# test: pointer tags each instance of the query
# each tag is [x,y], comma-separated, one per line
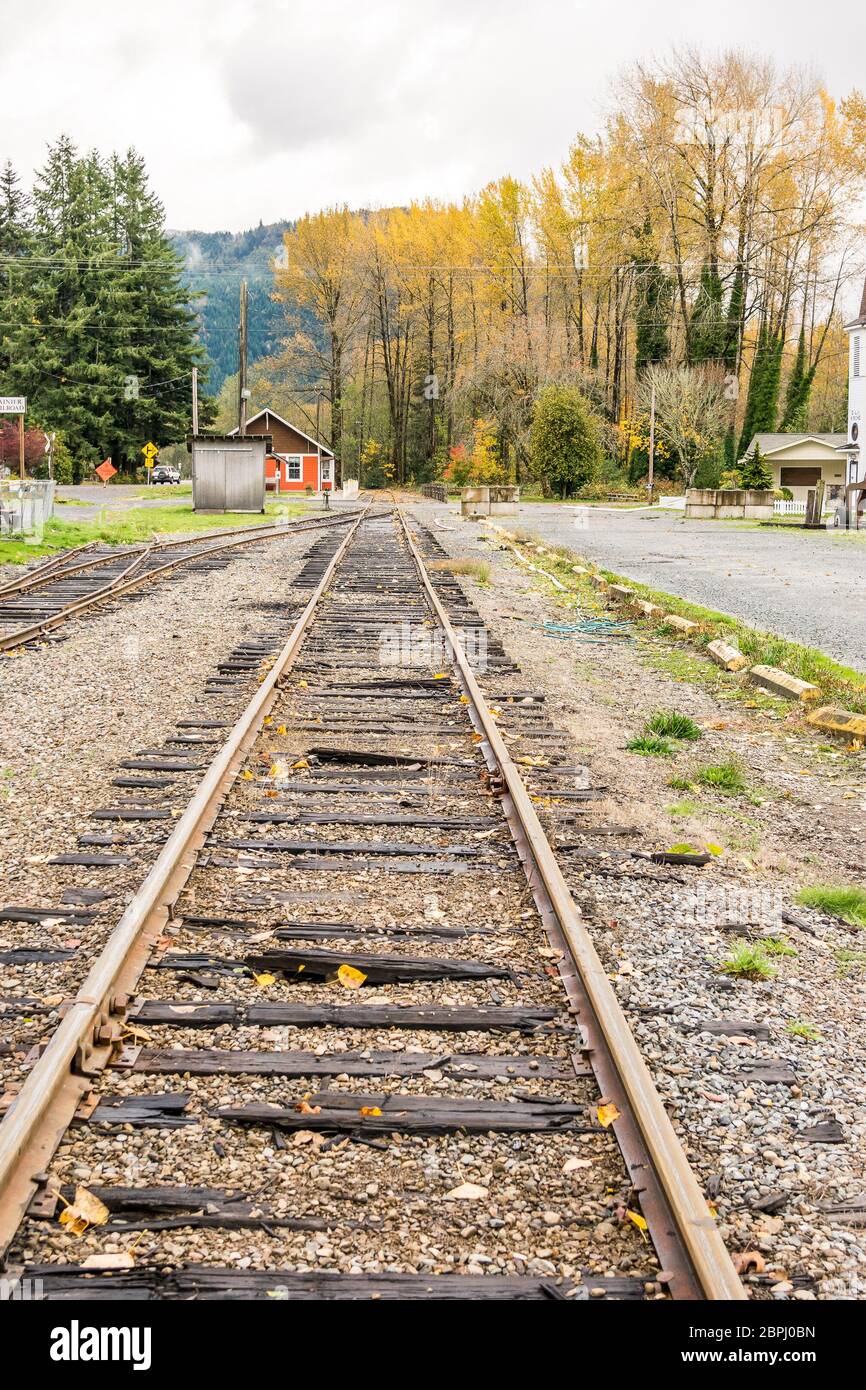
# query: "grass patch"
[748,962]
[669,724]
[840,684]
[723,777]
[797,1029]
[651,745]
[850,961]
[478,570]
[134,526]
[776,945]
[847,902]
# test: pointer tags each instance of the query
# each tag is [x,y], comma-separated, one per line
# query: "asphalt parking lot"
[806,585]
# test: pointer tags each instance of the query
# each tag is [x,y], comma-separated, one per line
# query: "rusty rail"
[123,584]
[84,1040]
[673,1203]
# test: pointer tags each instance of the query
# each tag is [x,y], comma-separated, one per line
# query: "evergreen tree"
[708,321]
[654,302]
[799,388]
[754,473]
[106,348]
[762,399]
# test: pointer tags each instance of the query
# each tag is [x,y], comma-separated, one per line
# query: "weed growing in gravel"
[724,777]
[776,945]
[802,1030]
[651,745]
[478,570]
[850,961]
[669,724]
[847,902]
[748,962]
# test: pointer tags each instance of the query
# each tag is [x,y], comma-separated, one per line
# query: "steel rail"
[121,584]
[613,1050]
[91,1027]
[54,570]
[45,571]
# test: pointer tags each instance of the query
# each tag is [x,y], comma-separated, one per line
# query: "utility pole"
[242,349]
[317,439]
[652,441]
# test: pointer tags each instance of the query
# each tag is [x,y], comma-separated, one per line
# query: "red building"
[298,460]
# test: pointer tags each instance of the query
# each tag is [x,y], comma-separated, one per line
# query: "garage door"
[799,477]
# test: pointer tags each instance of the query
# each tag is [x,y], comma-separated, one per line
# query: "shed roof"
[770,444]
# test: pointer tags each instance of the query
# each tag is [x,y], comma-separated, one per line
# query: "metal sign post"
[15,406]
[150,452]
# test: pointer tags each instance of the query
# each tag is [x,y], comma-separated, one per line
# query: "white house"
[799,460]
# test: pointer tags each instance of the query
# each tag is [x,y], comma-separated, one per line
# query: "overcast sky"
[268,109]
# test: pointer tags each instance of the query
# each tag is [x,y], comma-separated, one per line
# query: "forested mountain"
[96,328]
[214,263]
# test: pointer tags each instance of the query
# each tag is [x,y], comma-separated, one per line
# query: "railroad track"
[350,1037]
[67,585]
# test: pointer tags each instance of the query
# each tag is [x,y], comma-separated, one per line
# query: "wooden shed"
[296,460]
[228,471]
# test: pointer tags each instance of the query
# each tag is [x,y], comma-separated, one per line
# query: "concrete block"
[840,722]
[783,684]
[727,656]
[683,624]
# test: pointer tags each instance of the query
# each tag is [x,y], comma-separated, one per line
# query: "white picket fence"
[798,509]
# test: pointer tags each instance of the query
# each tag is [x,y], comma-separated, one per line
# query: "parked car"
[164,473]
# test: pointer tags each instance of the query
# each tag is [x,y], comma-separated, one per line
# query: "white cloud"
[273,107]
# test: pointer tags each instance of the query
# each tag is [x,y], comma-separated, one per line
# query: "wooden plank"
[206,1283]
[437,1018]
[310,818]
[378,969]
[352,930]
[338,1112]
[22,955]
[348,847]
[388,1062]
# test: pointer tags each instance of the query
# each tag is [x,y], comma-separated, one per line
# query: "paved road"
[808,585]
[86,501]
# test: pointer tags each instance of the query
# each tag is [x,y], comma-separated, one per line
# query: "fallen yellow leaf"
[638,1221]
[349,977]
[84,1211]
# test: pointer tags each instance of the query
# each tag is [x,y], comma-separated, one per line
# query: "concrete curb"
[780,683]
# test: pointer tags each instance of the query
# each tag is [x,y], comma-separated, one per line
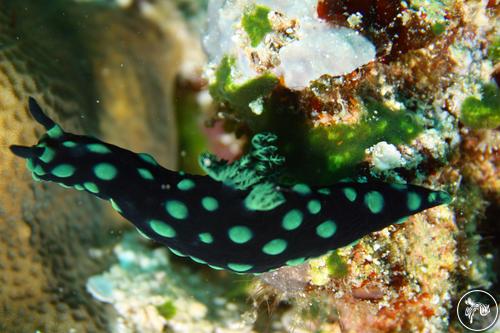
● ● ● ● ●
_WHAT TO DO_
Write the records out again verbatim and omit the pictures they contain.

_FINISHED TASK_
# test: pointer tags each instance of the query
# each tag is [x,y], comma-separated, one per line
# query: "grass patch"
[748,962]
[669,724]
[840,684]
[723,777]
[797,1029]
[651,745]
[850,961]
[478,570]
[134,526]
[776,945]
[847,902]
# test: pointer tags each instance of the query
# each tag is [x,y], comma-separated, one per line
# query: "asphalt parking lot"
[806,585]
# test: pointer tags each instance of the query
# each tag is [x,y], comma-separated, one per line
# query: "rusty rail"
[123,584]
[84,1040]
[673,1203]
# test: pointer tags each instance of the query
# each tag is [x,y], comma-separated, one per line
# query: "evergreen tree"
[708,321]
[654,302]
[799,388]
[754,473]
[106,348]
[762,399]
# test: pointer tags each instance of the query
# each tag is [x,y], comma-separated, one per line
# query: "weed growing in gravel"
[724,777]
[776,945]
[802,1030]
[651,745]
[478,570]
[850,961]
[669,724]
[847,902]
[748,962]
# test: pointer tags each instance of the query
# each tag is [x,y], comma-separated, one per line
# query: "steel rail"
[121,584]
[613,1050]
[91,1027]
[54,570]
[45,571]
# test: pointer tags each instance of the query
# each tag is [x,y], comma-separated, one per line
# query: "utility pole"
[242,349]
[317,439]
[652,441]
# test: pointer tags each instance of the query
# each tag is [x,y], comma-separated, one per line
# query: "red building"
[298,460]
# test: pointer tags each instance of the query
# each tag is [x,y], comma-separated, one per line
# query: "garage door"
[799,477]
# test: pointer tags each instance of the query
# each tag is [x,y], comma-separated, one per line
# query: "shed roof"
[770,444]
# test: pointer tags each instance of the query
# each tag is [x,y], comma-separated, one per line
# query: "metal sign post"
[15,406]
[150,452]
# test: pointer tags each instance of the query
# each tag is [x,y], comma-separated, one per line
# query: "white house"
[799,460]
# test: pointer tags each instance of the query
# each tag is [x,y], comma-separated, one per line
# query: "overcast sky"
[268,109]
# test: pointer tags each instance of the query
# each tag is [x,y], comma-separated, one per line
# query: "forested mountain"
[96,328]
[214,263]
# test: pointer tags each instance of the query
# each tag is [x,y], comma-separated, one per line
# query: "railroad track"
[350,1037]
[67,585]
# test: pointer tags each instance of the query
# each tag is [x,y], comma-separated, one per line
# query: "wooden shed"
[296,460]
[228,471]
# test: pointer tags each instance of the query
# each tag is [x,y], comma-separated, one per line
# query: "concrete block"
[840,722]
[783,684]
[727,656]
[683,624]
# test: pointer tags each instance of the query
# each tag is [x,y], comma-separated, one per line
# query: "white picket fence"
[798,509]
# test: pointer tags each instance of the query
# each tag is [x,y], comma-separated, one per line
# query: "parked car"
[164,473]
# test: pointer tags each instance of the query
# each tag is [x,y], comma-separated, one per line
# query: "white cloud"
[273,107]
# test: pointer tags each instance of the query
# each tag is [x,y], comma-separated, one per line
# query: "wooden plank"
[206,1283]
[437,1018]
[310,818]
[378,969]
[352,930]
[338,1112]
[22,955]
[348,847]
[388,1062]
# test: pointer tags each instance of the query
# each tag is [x,y], comma-separated, one per line
# query: "paved road"
[808,585]
[86,501]
# test: pointer tags each instance of the query
# each tag is [x,y], comma-separated, one per line
# query: "fallen yellow leaf"
[638,1221]
[349,977]
[84,1211]
# test: pointer tags each instance of the query
# each tag is [x,y], comma-separated, one per line
# query: "concrete curb"
[780,683]
# test: pointer tags each instance of the query
# each tag is [x,y], comma-separated, one per line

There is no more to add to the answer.